What claims
has Guiffre made?
Giuffre has
accused Andrew of sexually abusing her at Jeffrey Epstein’s mansion in
Manhattan and at other locations in 2001 when she was 17. Her legal claim
alleges she “was compelled by express or implied threats by Epstein,
[Ghislaine] Maxwell, and/or Prince Andrew to engage in sexual acts with Prince
Andrew, and feared death or physical injury to herself or another and other
repercussions for disobeying Epstein, Maxwell, and Prince Andrew due to their
powerful connections, wealth and authority”. It further alleges that the prince
knew she was a sex-trafficking victim and that she has suffered – and continues
to suffer – “significant emotional and psychological distress and harm”.
Andrew has
“absolutely and categorically” denied having sex with Roberts and Buckingham
Palace has called the claims “false and without foundation”. Maxwell, who faces
trial in Manhattan federal court in November, has pleaded not guilty to sex
trafficking charges in Manhattan federal court. Epstein took his own life in
jail in August 2019, a month after he was arrested on sex trafficking charges.
Why has she
brought the lawsuit now?
In 2019,
the then-New York governor Andrew Cuomo signed into law the New York state’s
Child Victims Act, which provided victims whose claims had been time-barred
with a one-year window to commence their action. Because of the pandemic, last
year Cuomo extended the window to 14 August this year, meaning Giuffre had to
file the lawsuit by Saturday. Cuomo has himself been accused of sexually
harassing 11 women, one of whom has recently filed a criminal complaint. Cuomo
has denied any wrongdoing.
Could she
have sued in England?
The
complaint by Giuffre says the action is being taken in New York because the
defendant “sexually abused [the] plaintiff in this state, and has thus
committed a tortious action within this state”. Richard Spafford, partner at
Reed Smith, said: “In theory, she could sue for damages in England but, given
the dates of the alleged offences, it is likely that Prince Andrew would be
able to argue that any claim was time-barred and could not be brought.” As
stated above, a change of law in New York meant the time since the alleged
offence was not an obstacle to lodging a claim there.
What powers
does the court have with respect to Andrew?
Spafford
said: “If the claim progresses, the court will have extensive powers to order
discovery of all relevant material, including phone records and diaries,
private communications, etc (assuming those still exist)”. He could be called
to give oral evidence but cannot be compelled to do so. Ultimately, he can
choose his level of defence – if any – and compliance with court orders,
although it risks negatively affecting his chances in the case and the chances
of the court finding for the claimant. Edward Grange, a partner at Corker
Binning, stressed: “Conduct said to give rise to a civil contempt, would not
constitute an extradition offence.”

----

Work task 1: From the text on Giuffre's lawsuit, copy out everything from "Why has she" down to "denied any wrongdoing.".
Work task 2: According to the text on Giuffre's lawsuit, to what date did Cuomo extend the window for time-barred claims because of the pandemic?
Work task 3: Continue the text on Giuffre's lawsuit from where it stops.

Provided records:

----

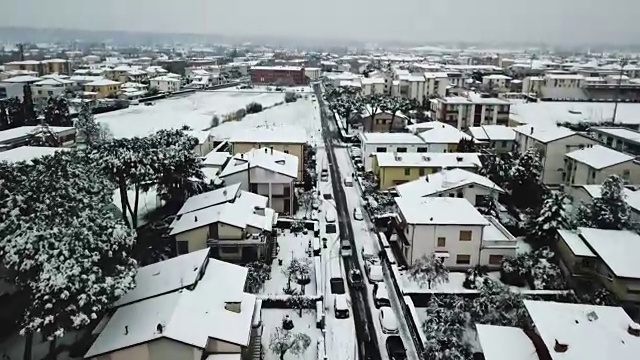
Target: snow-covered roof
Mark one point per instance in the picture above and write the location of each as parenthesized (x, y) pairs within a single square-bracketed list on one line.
[(599, 157), (293, 135), (443, 181), (391, 138), (27, 153), (616, 248), (493, 133), (439, 211), (264, 158), (544, 134), (166, 276), (245, 211), (591, 332), (575, 243), (505, 343), (187, 316), (429, 160), (210, 198)]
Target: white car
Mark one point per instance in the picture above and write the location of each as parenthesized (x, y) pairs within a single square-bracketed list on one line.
[(388, 321)]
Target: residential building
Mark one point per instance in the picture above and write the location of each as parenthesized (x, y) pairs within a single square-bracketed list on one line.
[(266, 172), (463, 112), (236, 224), (564, 331), (293, 142), (380, 142), (183, 323), (593, 164), (398, 168), (165, 84), (607, 256), (458, 183), (500, 138), (21, 136), (552, 143), (452, 229), (278, 75), (103, 88)]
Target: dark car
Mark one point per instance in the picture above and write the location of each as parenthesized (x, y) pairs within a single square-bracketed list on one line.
[(395, 348)]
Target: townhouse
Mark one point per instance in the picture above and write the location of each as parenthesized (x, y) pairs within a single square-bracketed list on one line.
[(453, 230), (594, 163), (552, 143), (393, 169), (266, 172)]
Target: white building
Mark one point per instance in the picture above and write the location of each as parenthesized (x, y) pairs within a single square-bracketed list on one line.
[(452, 229), (552, 143)]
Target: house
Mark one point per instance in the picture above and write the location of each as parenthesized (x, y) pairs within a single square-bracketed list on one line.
[(371, 143), (501, 138), (103, 88), (292, 142), (393, 169), (564, 331), (552, 143), (452, 229), (266, 172), (608, 256), (458, 183), (165, 84), (236, 224), (21, 136), (593, 164), (185, 324)]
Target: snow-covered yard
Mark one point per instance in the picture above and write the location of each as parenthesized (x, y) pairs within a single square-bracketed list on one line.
[(272, 318), (292, 246), (194, 110)]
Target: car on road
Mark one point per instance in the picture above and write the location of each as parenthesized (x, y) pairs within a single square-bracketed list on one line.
[(388, 320), (395, 348), (341, 306), (380, 295), (357, 214)]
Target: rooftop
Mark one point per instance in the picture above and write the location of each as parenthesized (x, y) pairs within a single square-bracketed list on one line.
[(439, 211), (599, 157)]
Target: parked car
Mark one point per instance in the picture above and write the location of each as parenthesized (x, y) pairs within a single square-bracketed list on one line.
[(388, 320), (380, 295), (341, 306), (395, 348)]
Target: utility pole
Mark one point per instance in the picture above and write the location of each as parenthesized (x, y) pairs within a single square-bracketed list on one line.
[(623, 63)]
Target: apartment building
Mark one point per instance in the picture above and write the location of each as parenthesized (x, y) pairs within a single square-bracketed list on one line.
[(453, 230)]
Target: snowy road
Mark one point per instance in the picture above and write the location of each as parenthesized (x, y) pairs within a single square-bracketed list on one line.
[(365, 237)]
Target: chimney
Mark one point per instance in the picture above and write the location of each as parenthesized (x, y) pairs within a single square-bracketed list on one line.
[(634, 329), (560, 346), (233, 306)]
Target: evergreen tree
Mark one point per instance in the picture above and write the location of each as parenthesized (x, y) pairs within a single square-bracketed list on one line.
[(30, 117)]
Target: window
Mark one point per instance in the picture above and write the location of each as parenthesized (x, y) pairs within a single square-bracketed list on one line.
[(465, 235), (463, 259), (182, 247), (495, 259)]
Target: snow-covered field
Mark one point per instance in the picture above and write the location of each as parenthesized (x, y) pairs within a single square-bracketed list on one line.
[(303, 114), (291, 246), (194, 110), (306, 324)]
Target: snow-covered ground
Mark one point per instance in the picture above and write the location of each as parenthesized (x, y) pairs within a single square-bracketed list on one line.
[(365, 238), (302, 113), (194, 110), (272, 318), (291, 247)]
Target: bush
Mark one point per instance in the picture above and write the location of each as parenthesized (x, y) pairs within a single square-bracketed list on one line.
[(253, 108)]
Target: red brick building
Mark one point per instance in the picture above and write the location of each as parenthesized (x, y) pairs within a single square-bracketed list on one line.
[(278, 75)]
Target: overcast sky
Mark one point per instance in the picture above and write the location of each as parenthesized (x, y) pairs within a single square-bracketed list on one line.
[(550, 21)]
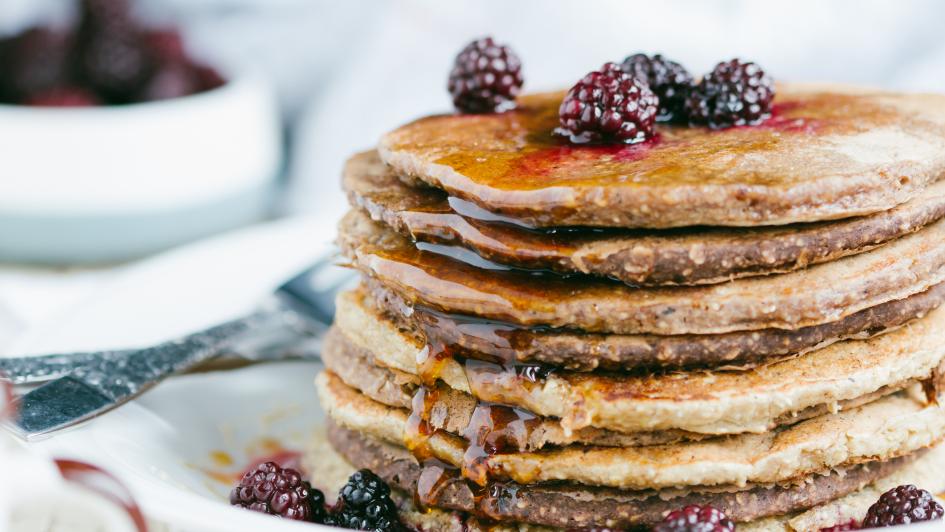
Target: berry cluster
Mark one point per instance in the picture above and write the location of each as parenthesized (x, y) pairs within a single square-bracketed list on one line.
[(107, 58), (486, 77), (733, 94), (364, 502), (618, 103), (608, 105), (901, 506)]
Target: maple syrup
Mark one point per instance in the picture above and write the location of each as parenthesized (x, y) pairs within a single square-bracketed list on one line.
[(494, 429)]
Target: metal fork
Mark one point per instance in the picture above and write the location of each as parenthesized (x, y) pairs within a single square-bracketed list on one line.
[(290, 322)]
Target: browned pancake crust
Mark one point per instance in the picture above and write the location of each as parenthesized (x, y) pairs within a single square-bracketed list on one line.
[(828, 153), (568, 505), (580, 351), (683, 257), (820, 294)]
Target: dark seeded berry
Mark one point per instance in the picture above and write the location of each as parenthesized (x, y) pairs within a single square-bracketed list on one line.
[(116, 64), (608, 105), (903, 505), (62, 97), (733, 94), (486, 77), (364, 503), (695, 518), (669, 80), (274, 490), (36, 61), (114, 58), (843, 527)]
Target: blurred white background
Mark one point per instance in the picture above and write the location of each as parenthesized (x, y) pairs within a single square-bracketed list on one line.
[(346, 71)]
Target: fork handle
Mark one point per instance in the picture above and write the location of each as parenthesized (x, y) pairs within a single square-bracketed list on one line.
[(123, 377)]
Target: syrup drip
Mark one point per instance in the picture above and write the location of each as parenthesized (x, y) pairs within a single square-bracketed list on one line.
[(419, 430), (494, 429), (490, 340), (433, 478)]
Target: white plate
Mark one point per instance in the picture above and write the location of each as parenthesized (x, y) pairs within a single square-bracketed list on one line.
[(167, 445)]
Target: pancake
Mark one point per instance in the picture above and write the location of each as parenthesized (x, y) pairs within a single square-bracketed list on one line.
[(891, 427), (827, 153), (821, 294), (578, 351), (329, 470), (453, 411), (705, 402), (695, 256), (579, 506)]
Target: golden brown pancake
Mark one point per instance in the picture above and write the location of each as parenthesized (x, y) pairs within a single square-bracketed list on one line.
[(455, 411), (706, 402), (679, 257), (820, 294), (568, 505), (891, 427), (329, 470), (827, 153), (580, 351)]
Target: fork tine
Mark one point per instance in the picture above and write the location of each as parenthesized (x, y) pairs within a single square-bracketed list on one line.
[(57, 405)]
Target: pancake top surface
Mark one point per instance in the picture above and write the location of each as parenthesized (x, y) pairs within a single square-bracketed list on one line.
[(826, 153)]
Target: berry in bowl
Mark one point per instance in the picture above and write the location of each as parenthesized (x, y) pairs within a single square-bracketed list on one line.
[(119, 143)]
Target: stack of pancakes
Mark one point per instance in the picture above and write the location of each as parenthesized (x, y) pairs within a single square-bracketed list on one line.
[(573, 337)]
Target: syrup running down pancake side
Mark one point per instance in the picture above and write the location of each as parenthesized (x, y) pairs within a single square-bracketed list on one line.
[(820, 294), (827, 152), (669, 257)]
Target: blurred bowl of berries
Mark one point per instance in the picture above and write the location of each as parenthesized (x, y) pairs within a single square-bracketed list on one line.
[(117, 142)]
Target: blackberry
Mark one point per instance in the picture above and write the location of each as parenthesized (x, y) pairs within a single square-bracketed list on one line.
[(669, 80), (364, 503), (105, 15), (62, 97), (114, 58), (274, 490), (486, 77), (608, 105), (903, 505), (733, 94), (36, 61), (842, 527), (116, 64), (695, 518)]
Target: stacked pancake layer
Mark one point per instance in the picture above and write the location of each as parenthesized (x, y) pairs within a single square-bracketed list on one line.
[(747, 318)]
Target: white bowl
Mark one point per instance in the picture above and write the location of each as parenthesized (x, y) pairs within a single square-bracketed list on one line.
[(111, 183)]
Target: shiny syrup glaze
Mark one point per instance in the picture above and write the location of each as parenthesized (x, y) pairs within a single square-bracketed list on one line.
[(521, 153), (523, 289), (493, 427)]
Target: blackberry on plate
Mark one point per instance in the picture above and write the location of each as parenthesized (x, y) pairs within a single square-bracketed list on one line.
[(695, 518), (274, 490), (486, 77), (735, 93), (669, 80), (903, 505), (364, 503), (608, 105)]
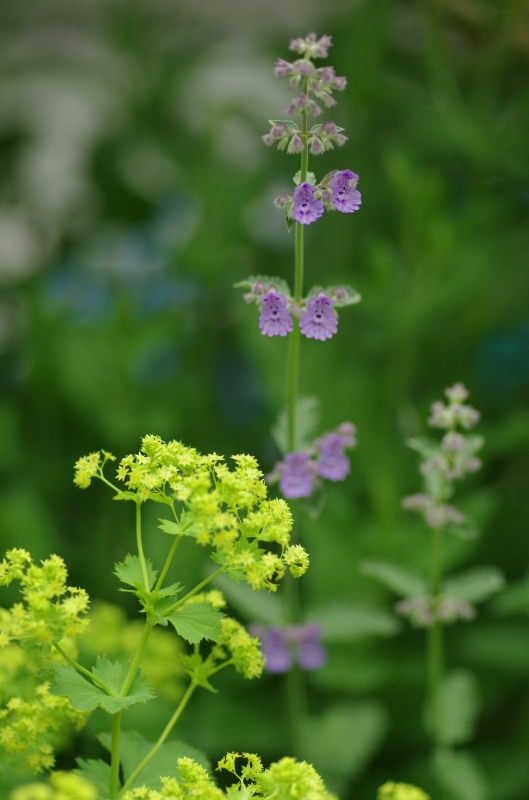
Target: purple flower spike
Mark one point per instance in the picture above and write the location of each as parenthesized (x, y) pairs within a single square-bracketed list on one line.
[(345, 196), (297, 474), (311, 654), (275, 319), (305, 209), (275, 648), (333, 463), (320, 320)]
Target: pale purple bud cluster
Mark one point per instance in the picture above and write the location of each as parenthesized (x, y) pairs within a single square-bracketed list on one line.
[(299, 473), (424, 611), (435, 515), (283, 647), (275, 318)]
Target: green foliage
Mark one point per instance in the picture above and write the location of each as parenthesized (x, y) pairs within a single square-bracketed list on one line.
[(86, 697), (196, 622), (395, 578)]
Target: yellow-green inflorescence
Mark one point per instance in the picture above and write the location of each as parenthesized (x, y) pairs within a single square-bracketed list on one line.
[(287, 779), (30, 729), (226, 509), (51, 610), (401, 791)]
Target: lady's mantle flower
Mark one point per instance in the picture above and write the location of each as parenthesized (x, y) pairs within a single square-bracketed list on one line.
[(306, 209), (333, 464), (345, 196), (320, 320), (297, 475), (284, 646), (275, 319)]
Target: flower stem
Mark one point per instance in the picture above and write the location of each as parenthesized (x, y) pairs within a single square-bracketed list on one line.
[(293, 354), (167, 564), (82, 670), (435, 644), (137, 658), (114, 755), (140, 547), (166, 731)]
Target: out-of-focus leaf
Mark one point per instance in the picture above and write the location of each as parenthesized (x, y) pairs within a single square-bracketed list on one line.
[(262, 607), (399, 580), (196, 622), (134, 748), (307, 418), (97, 772), (475, 585), (460, 707), (460, 773), (343, 739), (350, 622)]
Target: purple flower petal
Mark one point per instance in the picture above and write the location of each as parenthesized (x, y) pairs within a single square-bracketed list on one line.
[(306, 210), (332, 463), (345, 196), (320, 320), (297, 475), (310, 653), (275, 648), (275, 319)]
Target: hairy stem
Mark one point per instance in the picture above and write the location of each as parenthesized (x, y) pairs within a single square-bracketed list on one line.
[(137, 658), (166, 731), (435, 644), (140, 547), (114, 755), (192, 592), (82, 670), (167, 564)]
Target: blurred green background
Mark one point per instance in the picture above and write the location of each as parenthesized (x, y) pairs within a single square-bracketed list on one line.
[(135, 190)]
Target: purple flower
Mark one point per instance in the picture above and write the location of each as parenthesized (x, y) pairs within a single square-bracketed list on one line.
[(283, 646), (333, 463), (275, 319), (306, 210), (320, 320), (345, 197), (311, 654), (297, 475)]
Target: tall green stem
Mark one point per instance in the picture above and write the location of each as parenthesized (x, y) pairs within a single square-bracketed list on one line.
[(114, 755), (140, 547), (166, 731), (435, 644), (293, 355)]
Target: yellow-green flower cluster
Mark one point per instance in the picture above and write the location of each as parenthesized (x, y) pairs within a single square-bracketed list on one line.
[(111, 633), (89, 467), (30, 729), (401, 791), (225, 508), (244, 650), (51, 610), (287, 779), (60, 786)]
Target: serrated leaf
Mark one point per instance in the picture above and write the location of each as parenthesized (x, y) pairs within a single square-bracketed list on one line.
[(97, 772), (134, 748), (460, 773), (475, 585), (130, 572), (349, 623), (196, 622), (399, 580), (84, 696), (307, 418), (460, 707), (255, 606), (343, 739)]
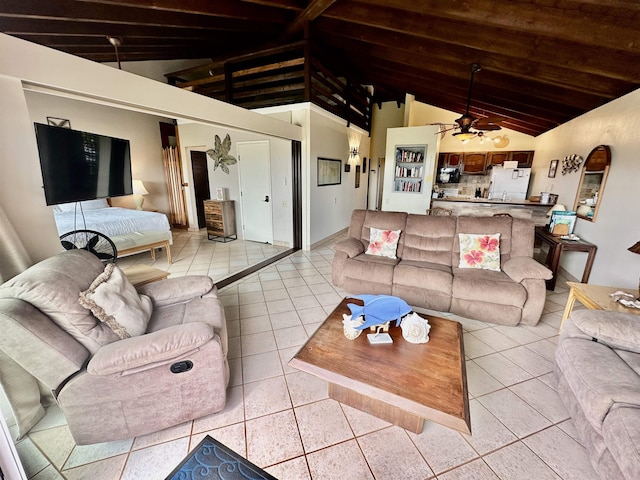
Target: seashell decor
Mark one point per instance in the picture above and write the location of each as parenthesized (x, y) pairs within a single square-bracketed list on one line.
[(415, 329), (349, 326)]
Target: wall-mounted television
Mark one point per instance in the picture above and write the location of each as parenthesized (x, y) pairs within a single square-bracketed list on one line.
[(79, 166)]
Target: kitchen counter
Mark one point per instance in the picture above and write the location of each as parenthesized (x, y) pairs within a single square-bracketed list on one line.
[(497, 201), (483, 207)]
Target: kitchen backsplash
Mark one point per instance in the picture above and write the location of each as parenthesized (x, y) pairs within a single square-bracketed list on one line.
[(468, 185)]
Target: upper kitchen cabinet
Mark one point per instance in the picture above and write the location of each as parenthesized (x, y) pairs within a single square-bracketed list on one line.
[(523, 157), (474, 163)]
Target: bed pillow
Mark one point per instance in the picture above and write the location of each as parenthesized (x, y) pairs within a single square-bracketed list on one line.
[(86, 205), (95, 204), (480, 251), (113, 299), (383, 243)]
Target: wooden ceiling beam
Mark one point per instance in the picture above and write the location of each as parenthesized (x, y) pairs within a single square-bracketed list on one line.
[(68, 11), (603, 84), (314, 9), (610, 27), (542, 50), (230, 9), (409, 62)]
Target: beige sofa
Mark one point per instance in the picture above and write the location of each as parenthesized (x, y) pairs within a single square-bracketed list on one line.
[(426, 271), (597, 366), (53, 350)]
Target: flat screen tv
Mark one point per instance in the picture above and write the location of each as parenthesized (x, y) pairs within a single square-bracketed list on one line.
[(79, 166)]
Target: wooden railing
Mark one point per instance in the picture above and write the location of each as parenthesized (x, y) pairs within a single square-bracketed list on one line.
[(279, 76)]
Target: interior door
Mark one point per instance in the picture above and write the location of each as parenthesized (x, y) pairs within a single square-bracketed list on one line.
[(200, 184), (255, 191), (380, 185)]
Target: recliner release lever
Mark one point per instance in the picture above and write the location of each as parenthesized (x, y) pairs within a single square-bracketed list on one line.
[(183, 366)]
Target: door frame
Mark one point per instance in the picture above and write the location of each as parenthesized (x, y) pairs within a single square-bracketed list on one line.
[(240, 181)]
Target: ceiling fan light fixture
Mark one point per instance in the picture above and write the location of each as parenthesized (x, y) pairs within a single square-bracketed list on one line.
[(465, 136)]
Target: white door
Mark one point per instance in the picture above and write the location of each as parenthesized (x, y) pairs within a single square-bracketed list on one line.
[(255, 191)]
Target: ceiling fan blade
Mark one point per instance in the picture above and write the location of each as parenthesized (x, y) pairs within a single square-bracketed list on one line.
[(488, 127)]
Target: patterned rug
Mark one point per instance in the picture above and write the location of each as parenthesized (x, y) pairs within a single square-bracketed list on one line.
[(211, 460)]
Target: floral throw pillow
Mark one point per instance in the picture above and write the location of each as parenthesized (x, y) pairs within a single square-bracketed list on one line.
[(383, 243), (480, 251)]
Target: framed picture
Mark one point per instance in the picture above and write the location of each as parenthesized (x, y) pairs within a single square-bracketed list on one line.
[(329, 172)]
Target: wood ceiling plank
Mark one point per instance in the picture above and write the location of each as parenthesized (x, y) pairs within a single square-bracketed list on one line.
[(72, 11), (545, 61), (567, 55), (615, 28), (218, 8)]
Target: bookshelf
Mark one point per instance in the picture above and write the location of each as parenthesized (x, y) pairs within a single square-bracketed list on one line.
[(409, 168)]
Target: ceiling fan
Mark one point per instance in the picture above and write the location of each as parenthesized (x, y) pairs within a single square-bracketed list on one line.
[(469, 125)]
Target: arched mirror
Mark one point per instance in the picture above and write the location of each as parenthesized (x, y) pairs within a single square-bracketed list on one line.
[(592, 180)]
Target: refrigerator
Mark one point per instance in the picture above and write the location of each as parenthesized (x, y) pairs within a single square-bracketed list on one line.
[(509, 183)]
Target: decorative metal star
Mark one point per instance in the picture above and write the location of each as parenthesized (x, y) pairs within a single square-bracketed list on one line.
[(220, 154)]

----

Output 1:
Why has she
brought the lawsuit now?
In 2019,
the then-New York governor Andrew Cuomo signed into law the New York state’s
Child Victims Act, which provided victims whose claims had been time-barred
with a one-year window to commence their action. Because of the pandemic, last
year Cuomo extended the window to 14 August this year, meaning Giuffre had to
file the lawsuit by Saturday. Cuomo has himself been accused of sexually
harassing 11 women, one of whom has recently filed a criminal complaint. Cuomo
has denied any wrongdoing.

Output 2: 14 August

Output 3:
Do papers
have to be served on him, and can he strive to avoid this?
Arick
Fudali, a partner at the New York legal firm Bloom, which has represented nine
of Epstein’s victims, said: “I’m sure Prince Andrew is aware of the lawsuit
being filed but nonetheless he actually has to be personally served, which is
not easy to do – not impossible, but it is not easy to do when the opponent is
in another country. There are mechanisms in place where you can get service on
someone in another country, but certainly it’s a difficult task.”
Could the
case go to court? How would it differ from in England?
Often in
civil cases parties reach settlement before the case gets to court – without
the defendant admitting liability – but that seems unlikely in this case, with
the complaint stating that Andrew has refused to explore alternative dispute
resolution approaches. Assuming this does not happen and the case is not
dismissed by the court beforehand, the case will go to a jury trial.
Spafford said
the US and English systems were “generally similar” with the main difference
being each party’s ability to depose opposition witnesses – get them to give
evidence under oath – before trial in the US.
What role
could Ghislaine Maxwell play?
It is likely
that she could be called as a witness, potentially by either side.
Can Andrew
travel to the US?
Spafford
said: “[If he travelled to the US] it would then be more difficult for him to
argue that he is not subject to the jurisdiction of the NY court.”